:: Fragmento del documento
Bernardo González Solano
Desde hace 214 años cuando en este país se inició el proceso de independencia del Imperio Español, México ha conocido varios parteaguas que lo han remodelado, en todo o en partes, hasta lo que hoy se denomina oficialmente Estados Unidos Mexicanos, popularmente: México, a secas. El problema es que, desde el principio, quisimos imitar al “tío Sam” norteño. El primer nombre obedece a la copia textual del vecino: United States of America. Una de las piedras que llevamos amarrada en la garganta desde que nacimos como nación “independiente”, que pesa tanto como pueden pesar los 3,326 kilómetros de longitud (1,951 millas de acuerdo a las medidas estadounidenses) de frontera desde el Océano Pacífico hasta el Golfo de México. Bien lo definió el defenestrado ex presidente y general Porfirio Díaz Mori: “¡Pobre México, tan lejos de Dios y tan cerca de Estados Unidos!”. Esta maldición bíblica, más “los veneros de petróleo que nos escrituró el diablo”, como nos estampó en su Suave Patria el jerezano Ramón López Velarde, y la corrupción que nos ahoga —aunque el presidente Enrique Peña Nieto diga que es un problema “cultural”—, más el insaciable apetito peor que el de Gargantúa, de la globalización, desembocan en el mínimo papel de los Estados Unidos Mexicanos en el concierto de las naciones.
::::
:: Filas almacenadas
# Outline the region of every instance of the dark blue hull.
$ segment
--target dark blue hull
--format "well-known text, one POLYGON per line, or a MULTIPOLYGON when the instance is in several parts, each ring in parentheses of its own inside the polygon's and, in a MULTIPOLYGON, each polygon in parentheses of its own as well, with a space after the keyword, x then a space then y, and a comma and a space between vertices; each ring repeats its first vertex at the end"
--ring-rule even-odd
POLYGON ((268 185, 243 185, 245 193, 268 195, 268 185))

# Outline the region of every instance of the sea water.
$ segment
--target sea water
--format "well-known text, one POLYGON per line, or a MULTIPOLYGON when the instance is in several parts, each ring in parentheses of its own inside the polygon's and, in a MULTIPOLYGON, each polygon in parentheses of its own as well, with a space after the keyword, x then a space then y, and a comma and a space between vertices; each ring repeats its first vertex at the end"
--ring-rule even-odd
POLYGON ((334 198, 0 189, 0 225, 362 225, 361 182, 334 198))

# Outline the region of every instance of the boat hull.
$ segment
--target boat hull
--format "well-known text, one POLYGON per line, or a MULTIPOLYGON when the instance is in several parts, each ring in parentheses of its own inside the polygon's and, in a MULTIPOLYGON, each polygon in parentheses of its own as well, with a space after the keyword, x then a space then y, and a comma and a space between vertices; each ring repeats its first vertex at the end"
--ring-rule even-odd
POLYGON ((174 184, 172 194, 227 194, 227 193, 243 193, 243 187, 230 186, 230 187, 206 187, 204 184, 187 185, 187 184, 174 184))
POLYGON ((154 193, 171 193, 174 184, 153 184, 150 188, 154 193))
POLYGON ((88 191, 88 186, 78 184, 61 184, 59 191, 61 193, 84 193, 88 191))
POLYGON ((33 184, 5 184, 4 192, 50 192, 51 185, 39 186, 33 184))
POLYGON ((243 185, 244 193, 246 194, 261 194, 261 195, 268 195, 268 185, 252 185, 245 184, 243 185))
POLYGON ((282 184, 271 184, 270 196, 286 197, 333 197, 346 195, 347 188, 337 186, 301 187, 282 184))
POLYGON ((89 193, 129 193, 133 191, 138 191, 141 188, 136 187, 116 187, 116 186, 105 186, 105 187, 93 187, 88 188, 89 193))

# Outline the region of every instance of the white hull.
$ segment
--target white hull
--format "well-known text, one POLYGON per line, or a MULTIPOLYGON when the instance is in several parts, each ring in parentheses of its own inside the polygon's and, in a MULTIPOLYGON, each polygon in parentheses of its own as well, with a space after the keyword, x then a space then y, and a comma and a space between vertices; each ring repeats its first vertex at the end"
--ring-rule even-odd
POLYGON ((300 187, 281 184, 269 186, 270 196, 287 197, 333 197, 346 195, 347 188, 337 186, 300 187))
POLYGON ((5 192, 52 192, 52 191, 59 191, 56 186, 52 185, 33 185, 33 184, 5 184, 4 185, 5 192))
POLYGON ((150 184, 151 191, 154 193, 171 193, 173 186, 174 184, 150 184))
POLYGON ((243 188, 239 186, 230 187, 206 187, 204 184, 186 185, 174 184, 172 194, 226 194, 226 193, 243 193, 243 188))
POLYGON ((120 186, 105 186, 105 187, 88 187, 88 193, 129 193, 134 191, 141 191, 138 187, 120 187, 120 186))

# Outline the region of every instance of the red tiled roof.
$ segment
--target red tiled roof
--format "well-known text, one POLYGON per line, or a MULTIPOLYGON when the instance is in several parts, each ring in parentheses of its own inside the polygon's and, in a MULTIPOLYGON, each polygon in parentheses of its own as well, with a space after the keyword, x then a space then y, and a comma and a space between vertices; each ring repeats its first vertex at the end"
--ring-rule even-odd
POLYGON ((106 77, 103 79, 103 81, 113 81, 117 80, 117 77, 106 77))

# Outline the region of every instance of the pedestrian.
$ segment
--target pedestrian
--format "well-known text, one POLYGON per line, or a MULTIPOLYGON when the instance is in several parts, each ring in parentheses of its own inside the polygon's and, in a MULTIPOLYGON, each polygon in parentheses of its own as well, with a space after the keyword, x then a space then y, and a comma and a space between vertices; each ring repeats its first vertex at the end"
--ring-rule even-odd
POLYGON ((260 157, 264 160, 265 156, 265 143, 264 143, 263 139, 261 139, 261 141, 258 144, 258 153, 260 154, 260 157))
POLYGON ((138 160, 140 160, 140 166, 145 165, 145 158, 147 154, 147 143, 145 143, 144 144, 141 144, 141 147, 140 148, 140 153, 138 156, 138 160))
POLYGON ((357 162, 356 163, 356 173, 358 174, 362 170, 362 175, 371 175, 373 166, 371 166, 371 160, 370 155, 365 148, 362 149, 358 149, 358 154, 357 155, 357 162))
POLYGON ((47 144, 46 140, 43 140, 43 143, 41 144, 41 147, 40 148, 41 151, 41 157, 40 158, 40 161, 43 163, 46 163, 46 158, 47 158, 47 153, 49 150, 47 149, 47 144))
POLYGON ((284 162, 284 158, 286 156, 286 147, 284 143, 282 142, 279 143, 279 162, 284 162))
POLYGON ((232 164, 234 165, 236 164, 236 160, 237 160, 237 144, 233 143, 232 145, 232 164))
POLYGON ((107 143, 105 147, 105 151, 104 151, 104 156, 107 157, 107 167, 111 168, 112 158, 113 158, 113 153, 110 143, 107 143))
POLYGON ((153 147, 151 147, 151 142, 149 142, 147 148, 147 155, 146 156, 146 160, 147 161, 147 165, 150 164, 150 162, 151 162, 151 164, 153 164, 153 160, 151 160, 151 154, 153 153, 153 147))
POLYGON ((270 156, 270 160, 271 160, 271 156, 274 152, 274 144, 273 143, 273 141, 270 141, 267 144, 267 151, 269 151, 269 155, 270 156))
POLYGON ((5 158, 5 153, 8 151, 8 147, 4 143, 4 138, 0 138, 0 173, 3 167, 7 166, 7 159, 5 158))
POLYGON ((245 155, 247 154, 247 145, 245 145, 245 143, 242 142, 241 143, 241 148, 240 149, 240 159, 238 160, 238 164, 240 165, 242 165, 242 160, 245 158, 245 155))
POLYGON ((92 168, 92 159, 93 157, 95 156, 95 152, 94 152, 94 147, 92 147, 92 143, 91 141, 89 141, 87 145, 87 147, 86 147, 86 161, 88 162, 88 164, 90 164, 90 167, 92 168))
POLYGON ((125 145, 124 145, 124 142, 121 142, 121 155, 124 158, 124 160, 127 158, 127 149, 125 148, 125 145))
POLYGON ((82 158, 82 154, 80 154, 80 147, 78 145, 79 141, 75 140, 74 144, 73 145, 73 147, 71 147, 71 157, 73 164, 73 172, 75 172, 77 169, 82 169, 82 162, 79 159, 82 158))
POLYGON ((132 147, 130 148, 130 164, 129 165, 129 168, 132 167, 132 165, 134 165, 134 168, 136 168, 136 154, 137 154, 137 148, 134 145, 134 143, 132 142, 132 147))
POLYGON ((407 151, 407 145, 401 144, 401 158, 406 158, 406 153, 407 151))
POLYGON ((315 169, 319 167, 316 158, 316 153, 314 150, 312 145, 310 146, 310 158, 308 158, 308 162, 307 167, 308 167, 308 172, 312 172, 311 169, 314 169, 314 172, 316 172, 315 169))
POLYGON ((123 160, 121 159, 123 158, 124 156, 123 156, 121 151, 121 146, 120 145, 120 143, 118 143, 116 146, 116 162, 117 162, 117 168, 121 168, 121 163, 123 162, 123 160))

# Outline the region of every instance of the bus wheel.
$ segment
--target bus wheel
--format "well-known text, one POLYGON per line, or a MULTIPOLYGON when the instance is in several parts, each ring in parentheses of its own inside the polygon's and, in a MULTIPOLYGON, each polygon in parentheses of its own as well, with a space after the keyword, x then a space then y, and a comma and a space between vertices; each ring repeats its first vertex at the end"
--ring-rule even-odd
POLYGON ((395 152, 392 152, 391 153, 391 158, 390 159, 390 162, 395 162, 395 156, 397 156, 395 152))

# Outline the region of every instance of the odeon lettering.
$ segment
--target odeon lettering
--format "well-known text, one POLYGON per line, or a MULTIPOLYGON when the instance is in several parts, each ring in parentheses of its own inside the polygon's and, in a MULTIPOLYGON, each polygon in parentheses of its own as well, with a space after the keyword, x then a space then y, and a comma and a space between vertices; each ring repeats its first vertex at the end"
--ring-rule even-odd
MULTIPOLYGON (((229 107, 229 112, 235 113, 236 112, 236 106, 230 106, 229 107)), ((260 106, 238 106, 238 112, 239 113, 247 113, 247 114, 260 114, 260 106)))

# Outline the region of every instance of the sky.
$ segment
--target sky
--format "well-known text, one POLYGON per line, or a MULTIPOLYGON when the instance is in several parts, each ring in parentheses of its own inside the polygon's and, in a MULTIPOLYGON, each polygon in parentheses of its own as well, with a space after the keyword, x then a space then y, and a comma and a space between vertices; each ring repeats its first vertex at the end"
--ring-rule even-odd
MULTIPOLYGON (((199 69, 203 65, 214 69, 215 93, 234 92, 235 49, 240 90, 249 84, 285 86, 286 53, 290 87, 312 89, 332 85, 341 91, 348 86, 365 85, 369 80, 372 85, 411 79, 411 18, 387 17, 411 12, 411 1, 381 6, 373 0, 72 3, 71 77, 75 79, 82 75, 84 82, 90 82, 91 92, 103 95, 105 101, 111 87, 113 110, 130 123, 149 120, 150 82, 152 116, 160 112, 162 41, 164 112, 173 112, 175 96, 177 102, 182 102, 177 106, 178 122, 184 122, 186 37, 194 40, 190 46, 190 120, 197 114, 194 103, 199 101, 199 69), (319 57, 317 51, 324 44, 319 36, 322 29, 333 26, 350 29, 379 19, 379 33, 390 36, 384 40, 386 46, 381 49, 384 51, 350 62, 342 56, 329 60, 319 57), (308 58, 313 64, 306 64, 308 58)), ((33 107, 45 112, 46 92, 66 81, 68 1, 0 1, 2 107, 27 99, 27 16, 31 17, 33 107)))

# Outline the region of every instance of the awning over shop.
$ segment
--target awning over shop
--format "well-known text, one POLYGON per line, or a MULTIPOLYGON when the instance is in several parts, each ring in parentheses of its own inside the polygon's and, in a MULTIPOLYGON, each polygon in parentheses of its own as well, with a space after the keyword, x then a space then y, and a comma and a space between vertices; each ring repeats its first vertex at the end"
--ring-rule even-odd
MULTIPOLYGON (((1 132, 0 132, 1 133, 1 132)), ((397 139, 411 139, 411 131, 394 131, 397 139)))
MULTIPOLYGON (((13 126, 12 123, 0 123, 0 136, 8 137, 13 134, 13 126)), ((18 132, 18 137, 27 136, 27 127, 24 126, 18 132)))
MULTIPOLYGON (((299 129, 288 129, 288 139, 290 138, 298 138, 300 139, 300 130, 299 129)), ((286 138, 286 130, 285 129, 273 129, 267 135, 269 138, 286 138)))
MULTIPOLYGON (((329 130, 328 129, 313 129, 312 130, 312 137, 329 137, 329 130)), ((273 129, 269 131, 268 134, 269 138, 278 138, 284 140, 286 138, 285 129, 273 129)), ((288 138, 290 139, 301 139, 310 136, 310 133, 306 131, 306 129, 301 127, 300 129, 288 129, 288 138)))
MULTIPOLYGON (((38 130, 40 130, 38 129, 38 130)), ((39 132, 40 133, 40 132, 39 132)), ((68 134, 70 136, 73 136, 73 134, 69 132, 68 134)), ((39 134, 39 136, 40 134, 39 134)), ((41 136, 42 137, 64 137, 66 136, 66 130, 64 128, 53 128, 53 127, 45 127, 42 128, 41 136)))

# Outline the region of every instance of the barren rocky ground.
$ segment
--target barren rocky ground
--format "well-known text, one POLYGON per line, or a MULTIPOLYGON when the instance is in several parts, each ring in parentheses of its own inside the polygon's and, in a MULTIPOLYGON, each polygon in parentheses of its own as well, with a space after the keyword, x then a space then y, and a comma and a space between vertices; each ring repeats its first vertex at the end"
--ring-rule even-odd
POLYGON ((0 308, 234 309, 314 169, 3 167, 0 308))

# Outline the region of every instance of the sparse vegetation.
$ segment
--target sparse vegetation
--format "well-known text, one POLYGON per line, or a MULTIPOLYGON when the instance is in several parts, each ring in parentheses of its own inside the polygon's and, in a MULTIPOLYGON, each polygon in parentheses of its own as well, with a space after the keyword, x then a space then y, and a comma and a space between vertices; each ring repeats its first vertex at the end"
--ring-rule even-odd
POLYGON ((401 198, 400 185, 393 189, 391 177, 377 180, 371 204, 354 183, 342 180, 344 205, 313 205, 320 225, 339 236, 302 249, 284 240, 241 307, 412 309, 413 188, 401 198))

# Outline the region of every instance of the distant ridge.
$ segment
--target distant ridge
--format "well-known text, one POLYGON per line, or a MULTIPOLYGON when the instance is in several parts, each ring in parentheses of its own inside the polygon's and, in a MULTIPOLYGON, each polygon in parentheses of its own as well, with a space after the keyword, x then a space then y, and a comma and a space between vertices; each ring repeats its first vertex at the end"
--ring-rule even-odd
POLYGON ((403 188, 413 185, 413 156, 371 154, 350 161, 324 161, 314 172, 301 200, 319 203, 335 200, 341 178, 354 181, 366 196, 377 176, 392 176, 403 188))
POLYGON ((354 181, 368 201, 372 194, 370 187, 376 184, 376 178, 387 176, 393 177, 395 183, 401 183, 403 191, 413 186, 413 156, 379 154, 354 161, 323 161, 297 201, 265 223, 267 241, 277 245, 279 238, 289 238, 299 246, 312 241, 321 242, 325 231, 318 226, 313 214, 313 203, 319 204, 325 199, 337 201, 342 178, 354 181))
::::
- **Requisitos**:
**A)** ¿Qué longitud en kilómetros atribuye a la frontera el texto sobre México y su vecino del norte?
**B)** Prosiga el texto sobre México y su vecino del norte a partir de su última oración.

- **Resultados**:
**A)** 3,326 kilómetros.

**B)**
De tal suerte, la diplomacia mexicana (que algunos bautizaron como “relaciones internacionales”, como si un ingeniero fuera “técnico en diésel”), que sin duda durante muchos lustros recibió el respeto y la admiración de infinidad de cancillerías (especialmente en los años treinta, cuarenta, cincuenta y hasta los sesenta del siglo pasado), ahora no cuenta con aquellos lustres, y su actuación en los principales foros diplomáticos se reduce al anuncio de la aprobación de atrasadas reformas constitucionales para que los capitales extranjeros tengan la seguridad de que pueden invertir aquí sin el riesgo de expropiaciones ilegales como sucede en otras naciones del cono austral iberoamericano. Propaganda que realizan, obligadamente, desde el titular de la Secretaría de Relaciones Exteriores hasta embajadores incluyendo a los cónsules honorarios. Triste papel. Eso no debe ser la diplomacia mexicana, que conoció tiempos mejores.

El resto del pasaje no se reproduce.